Text under study:
My mother was very upset this morning because she is convinced someone pilfered her hearing aid batteries from a little bowl she keeps in her bedside drawer. She has to change them every other day or so.
I had brought several packets of them so she now has plenty. But she was so upset that this happened and wouldn’t let it go.
She thinks the night staff is doing this but really there is no way of knowing. I was trying to keep things light and kept changing the subject.
It does not seem worthwhile to make a big deal about this and complain to the staff, but I don’t want my mother feeling I’m blowing off her concerns.
Anyone have thoughts? I do not think she has dementia, if she does this would be the first sign.
Has she ever had her memory or cognition tested? Paranoia is one of the symptoms of dementia. People with dementia regularly accuse others (mostly their LOs and caregivers) of stealing from them. Stealing irrational things. My 94-yr old Mother is doing this more and more. There's no reasoning with her or using logic.

Records drawn from a dataset:
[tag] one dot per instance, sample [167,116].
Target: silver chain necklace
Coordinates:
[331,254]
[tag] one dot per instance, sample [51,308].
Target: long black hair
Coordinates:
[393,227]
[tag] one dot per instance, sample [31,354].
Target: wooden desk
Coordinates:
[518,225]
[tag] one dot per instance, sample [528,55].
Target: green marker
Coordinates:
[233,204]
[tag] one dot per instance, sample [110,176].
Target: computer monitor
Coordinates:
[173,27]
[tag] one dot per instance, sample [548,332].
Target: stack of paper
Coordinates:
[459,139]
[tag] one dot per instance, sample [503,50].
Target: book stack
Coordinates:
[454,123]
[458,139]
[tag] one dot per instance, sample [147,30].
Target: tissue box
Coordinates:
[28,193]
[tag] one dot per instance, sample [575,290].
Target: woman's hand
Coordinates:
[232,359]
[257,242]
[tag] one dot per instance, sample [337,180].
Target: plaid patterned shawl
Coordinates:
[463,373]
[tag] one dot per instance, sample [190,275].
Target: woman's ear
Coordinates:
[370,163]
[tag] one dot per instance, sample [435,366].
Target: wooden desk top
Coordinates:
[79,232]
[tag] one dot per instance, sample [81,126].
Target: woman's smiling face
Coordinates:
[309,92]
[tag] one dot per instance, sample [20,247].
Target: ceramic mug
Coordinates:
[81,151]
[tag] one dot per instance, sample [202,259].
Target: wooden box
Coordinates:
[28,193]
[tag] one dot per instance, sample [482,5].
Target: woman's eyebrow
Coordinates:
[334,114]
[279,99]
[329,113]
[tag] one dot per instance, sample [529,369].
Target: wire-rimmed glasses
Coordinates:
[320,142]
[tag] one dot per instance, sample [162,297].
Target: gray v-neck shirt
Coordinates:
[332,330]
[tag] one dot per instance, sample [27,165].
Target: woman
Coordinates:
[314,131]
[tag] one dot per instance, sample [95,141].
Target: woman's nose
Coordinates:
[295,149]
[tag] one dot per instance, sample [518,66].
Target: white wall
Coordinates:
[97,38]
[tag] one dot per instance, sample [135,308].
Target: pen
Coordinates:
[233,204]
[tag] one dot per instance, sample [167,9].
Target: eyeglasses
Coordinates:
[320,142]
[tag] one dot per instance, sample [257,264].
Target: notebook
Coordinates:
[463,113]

---

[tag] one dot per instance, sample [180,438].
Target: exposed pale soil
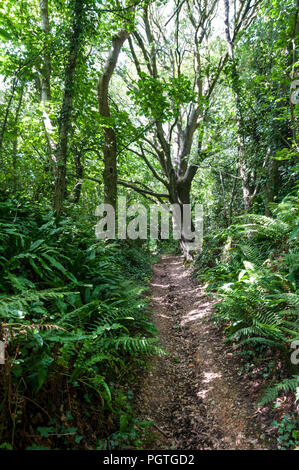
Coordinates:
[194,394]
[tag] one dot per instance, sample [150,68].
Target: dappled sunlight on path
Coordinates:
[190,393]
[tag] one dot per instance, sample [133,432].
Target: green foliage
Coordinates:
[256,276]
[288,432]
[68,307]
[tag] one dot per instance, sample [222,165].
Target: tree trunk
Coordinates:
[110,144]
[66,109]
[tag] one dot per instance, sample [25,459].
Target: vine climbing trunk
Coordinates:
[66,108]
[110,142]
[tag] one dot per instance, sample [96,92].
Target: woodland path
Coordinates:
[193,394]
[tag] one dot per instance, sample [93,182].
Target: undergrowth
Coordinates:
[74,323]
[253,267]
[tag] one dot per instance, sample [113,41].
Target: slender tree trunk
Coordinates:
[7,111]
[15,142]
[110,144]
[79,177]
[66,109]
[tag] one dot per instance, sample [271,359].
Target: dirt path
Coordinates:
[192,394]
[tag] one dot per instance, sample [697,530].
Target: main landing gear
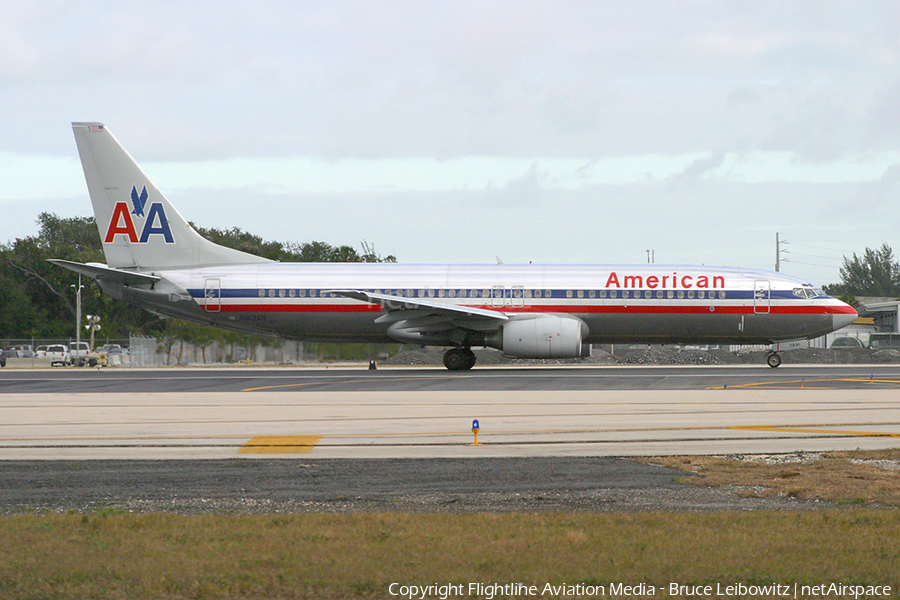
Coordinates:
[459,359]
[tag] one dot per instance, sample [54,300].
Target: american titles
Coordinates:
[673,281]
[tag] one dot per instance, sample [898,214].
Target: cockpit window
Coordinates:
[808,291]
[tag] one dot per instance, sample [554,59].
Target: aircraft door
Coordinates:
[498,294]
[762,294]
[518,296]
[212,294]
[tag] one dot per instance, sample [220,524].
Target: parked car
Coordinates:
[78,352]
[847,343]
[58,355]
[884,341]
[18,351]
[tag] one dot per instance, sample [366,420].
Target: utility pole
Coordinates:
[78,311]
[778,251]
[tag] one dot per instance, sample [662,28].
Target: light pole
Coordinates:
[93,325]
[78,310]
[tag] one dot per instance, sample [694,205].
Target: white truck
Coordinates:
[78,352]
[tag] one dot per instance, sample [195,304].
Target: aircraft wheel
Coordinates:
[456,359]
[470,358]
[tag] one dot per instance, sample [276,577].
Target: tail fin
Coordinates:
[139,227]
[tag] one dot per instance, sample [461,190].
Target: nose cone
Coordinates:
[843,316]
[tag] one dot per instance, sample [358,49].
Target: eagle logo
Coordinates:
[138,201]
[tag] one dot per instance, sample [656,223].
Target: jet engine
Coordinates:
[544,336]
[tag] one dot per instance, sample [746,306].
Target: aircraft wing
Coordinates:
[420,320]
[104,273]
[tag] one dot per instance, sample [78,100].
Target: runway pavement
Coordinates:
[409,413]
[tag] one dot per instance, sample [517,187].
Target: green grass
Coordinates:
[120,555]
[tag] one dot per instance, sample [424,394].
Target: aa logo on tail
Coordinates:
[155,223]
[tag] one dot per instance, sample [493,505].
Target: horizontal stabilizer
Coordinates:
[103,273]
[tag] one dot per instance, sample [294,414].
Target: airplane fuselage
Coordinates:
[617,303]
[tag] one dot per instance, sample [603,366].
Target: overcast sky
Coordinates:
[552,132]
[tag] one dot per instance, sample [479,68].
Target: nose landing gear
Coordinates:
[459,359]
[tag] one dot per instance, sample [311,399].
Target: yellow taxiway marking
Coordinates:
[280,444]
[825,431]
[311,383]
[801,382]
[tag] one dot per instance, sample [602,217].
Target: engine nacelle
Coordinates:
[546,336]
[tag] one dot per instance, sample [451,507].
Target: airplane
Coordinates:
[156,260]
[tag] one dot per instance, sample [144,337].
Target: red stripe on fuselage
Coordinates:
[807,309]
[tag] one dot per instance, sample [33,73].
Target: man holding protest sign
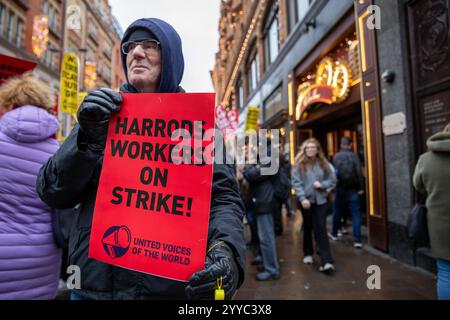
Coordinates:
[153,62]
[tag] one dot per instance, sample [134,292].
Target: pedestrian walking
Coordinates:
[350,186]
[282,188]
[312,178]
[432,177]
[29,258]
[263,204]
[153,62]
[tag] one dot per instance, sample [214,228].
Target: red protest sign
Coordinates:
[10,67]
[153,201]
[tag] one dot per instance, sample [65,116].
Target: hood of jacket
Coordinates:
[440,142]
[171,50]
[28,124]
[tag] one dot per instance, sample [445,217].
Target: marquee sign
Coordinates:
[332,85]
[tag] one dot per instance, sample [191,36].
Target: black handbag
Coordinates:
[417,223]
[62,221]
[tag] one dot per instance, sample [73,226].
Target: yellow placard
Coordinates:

Work instructions:
1 – From the post about the missing hearing aid batteries, quote the passage between "She thinks the" and "or using logic.", inclusive.
2 – Translate this sentence from the post about the missing hearing aid batteries into Spanish: "Paranoia is one of the symptoms of dementia."

Responses in order:
1 –
She thinks the night staff is doing this but really there is no way of knowing. I was trying to keep things light and kept changing the subject.
It does not seem worthwhile to make a big deal about this and complain to the staff, but I don’t want my mother feeling I’m blowing off her concerns.
Anyone have thoughts? I do not think she has dementia, if she does this would be the first sign.
Has she ever had her memory or cognition tested? Paranoia is one of the symptoms of dementia. People with dementia regularly accuse others (mostly their LOs and caregivers) of stealing from them. Stealing irrational things. My 94-yr old Mother is doing this more and more. There's no reasoning with her or using logic.

2 – La paranoia es uno de los síntomas de la demencia.